> Directives:
1. Answer these questions from the text on causality and the Big Bang:
(a) Which two philosophers are named as taking the view that causality cannot be applied to the beginning of the universe?
(b) What Latin phrase does the text give for the intuition that something does not come from nothing?
(c) If not a physical principle, what kind of principle does the text say causality is?
2. Render this sentence from the text on causality and the Big Bang in French: "It's certainly true that causality is not a priori in the same way the laws of logic are."

--- START Text excerpt ---

Wednesday, April 21, 2010

Causality and the Big Bang

Since Big Bang cosmology is the claim that matter, energy, space, and time all sprang into existence, it strikes many people as similar to the theistic doctrine of creation ex nihilo (and by "similar" I mean "identical"). So some philosophers and some cosmologists have tried to find ways of avoiding the theistic implications.

One of the most common is to claim that causality is a physical phenomenon; it describes what takes place within the universe. You can't apply it to the beginning of the physical universe. The idea here is that causality is a posteriori like the laws of physics or chemistry, not a priori like the laws of logic. As such, it only describes the conditions inside the universe and can't be applied to the beginning of the universe itself. This is the tack taken by some illustrious philosophers, such as Adolf Grünbaum and Quentin Smith

It's certainly true that causality is not a priori in the same way the laws of logic are. We simply can't imagine the law of non-contradiction failing to hold, but we can imagine causality failing to hold -- that is, we can imagine (form a mental picture of) something popping into existence without a cause. But it's incorrect to say that we discover causality the same way we discover the laws of physics, i.e. through observation. Causality is derived from our basic intuition that something does not come from nothing (ex nihilo nihil fit: out of nothing, nothing comes). To limit this intuition to physical processes would be a case of special pleading; there's no reason why it wouldn't apply to the beginning of the universe. Causality is not a physical principle, it's a metaphysical principle.

--- END Text excerpt ---
--- START Given records ---

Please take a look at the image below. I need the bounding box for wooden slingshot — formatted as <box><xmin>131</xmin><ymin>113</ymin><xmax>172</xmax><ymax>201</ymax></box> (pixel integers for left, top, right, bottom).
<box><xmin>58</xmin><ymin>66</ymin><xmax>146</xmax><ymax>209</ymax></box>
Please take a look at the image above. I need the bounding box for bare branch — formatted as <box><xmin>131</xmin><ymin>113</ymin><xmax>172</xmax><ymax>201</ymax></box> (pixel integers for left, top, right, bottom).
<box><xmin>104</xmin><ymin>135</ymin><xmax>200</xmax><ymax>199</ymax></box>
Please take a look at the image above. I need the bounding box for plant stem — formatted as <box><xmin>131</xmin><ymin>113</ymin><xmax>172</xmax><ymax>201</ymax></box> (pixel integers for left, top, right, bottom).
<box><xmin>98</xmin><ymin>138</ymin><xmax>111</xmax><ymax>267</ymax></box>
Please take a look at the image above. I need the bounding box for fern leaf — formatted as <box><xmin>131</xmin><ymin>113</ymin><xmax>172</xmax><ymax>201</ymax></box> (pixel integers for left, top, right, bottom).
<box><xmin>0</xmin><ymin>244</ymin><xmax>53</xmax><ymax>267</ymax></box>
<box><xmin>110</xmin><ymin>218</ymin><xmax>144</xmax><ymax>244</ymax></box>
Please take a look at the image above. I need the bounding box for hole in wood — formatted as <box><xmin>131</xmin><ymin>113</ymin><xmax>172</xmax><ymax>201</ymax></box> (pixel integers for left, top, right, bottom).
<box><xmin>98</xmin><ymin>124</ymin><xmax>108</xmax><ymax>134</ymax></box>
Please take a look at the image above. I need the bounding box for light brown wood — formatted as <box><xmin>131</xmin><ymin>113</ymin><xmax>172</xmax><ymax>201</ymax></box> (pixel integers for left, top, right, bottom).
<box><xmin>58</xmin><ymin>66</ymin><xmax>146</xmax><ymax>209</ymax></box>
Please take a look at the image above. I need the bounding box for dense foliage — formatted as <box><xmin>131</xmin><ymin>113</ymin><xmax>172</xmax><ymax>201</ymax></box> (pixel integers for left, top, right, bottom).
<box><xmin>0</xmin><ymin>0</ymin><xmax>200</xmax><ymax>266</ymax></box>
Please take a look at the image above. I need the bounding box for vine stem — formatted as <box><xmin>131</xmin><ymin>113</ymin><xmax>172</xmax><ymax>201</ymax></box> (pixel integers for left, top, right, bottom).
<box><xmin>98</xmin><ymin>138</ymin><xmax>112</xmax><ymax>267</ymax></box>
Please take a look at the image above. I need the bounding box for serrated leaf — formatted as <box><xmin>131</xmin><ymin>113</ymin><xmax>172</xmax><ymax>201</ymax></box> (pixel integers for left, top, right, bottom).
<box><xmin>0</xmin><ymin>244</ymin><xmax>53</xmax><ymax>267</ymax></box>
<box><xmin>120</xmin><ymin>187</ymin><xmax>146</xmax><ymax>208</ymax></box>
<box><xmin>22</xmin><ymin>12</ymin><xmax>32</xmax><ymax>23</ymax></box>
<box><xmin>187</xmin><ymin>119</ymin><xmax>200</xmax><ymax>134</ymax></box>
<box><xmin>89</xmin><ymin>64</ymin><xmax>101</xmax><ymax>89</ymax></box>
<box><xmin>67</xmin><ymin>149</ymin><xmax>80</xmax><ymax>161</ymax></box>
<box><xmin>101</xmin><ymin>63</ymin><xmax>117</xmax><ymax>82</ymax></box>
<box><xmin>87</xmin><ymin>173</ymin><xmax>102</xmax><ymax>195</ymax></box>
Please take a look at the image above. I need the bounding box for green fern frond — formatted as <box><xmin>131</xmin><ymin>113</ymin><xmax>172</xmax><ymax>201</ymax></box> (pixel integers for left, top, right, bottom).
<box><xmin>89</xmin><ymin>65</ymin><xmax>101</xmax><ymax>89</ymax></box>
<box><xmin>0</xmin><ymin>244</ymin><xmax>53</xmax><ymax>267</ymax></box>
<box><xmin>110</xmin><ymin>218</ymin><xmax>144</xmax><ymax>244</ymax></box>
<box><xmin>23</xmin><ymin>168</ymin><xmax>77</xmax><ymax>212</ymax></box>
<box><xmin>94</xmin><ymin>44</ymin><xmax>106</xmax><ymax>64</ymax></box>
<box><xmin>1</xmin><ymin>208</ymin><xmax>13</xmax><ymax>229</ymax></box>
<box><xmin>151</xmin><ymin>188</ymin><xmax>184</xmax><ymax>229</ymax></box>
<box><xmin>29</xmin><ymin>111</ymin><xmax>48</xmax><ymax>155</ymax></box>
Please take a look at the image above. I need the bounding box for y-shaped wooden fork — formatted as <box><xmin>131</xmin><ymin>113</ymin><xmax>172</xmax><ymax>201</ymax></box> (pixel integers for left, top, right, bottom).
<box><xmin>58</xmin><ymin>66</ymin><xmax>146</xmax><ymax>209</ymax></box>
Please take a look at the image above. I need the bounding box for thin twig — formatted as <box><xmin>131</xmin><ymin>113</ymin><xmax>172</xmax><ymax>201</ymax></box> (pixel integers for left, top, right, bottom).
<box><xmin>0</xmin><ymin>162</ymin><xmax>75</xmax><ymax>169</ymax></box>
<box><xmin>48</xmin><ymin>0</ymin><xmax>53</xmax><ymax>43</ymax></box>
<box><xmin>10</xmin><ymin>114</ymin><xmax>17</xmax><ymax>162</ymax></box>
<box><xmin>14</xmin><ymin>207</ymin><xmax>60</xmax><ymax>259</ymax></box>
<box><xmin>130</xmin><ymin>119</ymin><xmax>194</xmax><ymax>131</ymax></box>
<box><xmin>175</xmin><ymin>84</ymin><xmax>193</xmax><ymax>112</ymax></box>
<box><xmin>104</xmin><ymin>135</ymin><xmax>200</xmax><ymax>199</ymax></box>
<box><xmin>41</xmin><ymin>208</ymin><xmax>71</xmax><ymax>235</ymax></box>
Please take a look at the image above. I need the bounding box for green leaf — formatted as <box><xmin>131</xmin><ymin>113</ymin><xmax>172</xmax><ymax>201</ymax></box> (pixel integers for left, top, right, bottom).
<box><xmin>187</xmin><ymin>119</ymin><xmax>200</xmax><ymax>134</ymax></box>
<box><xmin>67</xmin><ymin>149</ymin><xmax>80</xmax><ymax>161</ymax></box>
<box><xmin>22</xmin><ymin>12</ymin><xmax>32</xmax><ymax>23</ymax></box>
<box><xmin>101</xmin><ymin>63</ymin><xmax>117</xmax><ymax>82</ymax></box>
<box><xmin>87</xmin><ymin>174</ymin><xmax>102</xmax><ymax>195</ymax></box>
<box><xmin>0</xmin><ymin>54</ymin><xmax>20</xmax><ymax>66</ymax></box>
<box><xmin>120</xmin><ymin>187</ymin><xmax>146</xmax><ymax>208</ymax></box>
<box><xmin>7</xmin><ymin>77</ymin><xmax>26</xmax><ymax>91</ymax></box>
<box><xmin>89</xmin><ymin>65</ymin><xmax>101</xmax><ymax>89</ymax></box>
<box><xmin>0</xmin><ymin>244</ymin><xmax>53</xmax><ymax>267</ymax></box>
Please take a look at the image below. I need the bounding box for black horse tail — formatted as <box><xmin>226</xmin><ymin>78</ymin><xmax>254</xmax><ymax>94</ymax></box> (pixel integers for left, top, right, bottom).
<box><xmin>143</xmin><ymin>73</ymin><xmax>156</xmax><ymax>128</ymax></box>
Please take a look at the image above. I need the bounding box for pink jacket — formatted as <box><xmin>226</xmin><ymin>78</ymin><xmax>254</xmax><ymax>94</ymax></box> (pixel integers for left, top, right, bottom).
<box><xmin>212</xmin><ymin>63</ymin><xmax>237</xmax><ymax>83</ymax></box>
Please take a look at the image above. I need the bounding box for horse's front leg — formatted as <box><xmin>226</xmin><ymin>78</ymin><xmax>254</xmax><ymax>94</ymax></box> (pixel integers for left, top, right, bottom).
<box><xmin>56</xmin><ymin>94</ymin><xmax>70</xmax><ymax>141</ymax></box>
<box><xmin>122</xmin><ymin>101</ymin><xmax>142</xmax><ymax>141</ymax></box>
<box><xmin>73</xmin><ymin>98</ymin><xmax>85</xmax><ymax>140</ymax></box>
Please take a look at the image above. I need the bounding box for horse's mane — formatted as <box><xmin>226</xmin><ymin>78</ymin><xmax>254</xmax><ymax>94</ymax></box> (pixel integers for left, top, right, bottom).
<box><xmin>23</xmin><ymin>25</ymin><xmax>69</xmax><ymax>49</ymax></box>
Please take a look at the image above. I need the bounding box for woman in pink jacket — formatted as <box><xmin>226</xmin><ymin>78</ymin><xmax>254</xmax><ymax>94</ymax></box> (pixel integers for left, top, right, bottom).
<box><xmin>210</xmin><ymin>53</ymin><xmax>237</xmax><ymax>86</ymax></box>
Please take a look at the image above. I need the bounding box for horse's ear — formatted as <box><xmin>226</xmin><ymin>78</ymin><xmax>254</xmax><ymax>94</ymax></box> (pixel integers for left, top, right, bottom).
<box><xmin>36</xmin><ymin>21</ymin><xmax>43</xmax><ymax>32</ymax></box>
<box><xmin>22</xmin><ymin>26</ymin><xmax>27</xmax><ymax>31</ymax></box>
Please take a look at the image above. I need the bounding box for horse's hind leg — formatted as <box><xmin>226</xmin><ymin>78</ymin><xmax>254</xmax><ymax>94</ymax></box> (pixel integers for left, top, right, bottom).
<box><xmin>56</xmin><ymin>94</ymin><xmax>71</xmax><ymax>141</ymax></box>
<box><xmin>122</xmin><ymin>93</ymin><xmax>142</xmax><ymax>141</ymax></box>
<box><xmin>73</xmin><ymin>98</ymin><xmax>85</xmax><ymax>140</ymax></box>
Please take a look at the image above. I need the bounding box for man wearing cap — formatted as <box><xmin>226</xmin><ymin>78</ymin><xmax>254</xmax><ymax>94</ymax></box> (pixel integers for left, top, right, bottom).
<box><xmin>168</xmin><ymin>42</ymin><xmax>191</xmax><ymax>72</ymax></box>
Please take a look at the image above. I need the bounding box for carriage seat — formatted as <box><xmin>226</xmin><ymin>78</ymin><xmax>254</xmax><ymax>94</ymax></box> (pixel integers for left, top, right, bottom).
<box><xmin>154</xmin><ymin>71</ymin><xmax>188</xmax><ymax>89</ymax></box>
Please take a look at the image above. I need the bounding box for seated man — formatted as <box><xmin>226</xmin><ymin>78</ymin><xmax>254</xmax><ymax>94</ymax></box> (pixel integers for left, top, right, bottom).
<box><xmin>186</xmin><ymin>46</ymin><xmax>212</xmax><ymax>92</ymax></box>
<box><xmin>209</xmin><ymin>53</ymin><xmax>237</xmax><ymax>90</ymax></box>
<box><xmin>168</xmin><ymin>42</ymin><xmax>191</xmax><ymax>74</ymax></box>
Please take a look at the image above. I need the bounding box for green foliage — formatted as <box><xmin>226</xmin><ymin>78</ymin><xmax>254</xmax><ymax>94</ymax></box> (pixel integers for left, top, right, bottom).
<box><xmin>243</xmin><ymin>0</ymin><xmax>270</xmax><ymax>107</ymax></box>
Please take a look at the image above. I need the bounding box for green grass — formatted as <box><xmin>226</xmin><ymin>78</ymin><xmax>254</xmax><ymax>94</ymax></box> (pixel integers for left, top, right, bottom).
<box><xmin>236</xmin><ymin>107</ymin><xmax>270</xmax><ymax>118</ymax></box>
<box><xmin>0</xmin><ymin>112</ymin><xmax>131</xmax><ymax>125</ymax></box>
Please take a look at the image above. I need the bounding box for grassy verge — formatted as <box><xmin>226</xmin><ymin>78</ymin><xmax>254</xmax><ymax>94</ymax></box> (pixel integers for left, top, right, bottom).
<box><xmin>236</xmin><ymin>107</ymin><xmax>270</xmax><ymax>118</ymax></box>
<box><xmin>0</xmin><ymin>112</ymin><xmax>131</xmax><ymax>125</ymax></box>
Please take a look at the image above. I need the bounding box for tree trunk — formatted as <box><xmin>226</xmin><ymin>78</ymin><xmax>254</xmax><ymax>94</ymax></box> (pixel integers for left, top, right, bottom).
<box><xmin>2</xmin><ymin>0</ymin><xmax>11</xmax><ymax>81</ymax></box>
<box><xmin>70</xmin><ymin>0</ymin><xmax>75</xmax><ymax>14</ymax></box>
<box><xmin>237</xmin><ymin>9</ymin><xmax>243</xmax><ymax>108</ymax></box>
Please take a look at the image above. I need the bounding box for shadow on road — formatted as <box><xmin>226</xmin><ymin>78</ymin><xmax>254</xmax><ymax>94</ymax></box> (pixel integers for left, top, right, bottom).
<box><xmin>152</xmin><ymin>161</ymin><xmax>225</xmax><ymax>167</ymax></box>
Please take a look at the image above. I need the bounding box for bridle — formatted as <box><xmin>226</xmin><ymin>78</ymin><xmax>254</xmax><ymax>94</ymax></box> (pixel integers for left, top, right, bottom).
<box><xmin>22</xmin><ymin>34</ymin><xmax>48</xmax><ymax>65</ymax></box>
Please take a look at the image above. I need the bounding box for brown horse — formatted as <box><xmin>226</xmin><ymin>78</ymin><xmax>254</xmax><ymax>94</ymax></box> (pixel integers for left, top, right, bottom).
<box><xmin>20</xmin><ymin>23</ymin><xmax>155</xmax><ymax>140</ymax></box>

--- END Given records ---

> Results by task:
1.
(a) Adolf Grünbaum and Quentin Smith
(b) Ex nihilo nihil fit
(c) A metaphysical principle

2. Il est certainement vrai que la causalité n'est pas a priori de la même manière que les lois de la logique.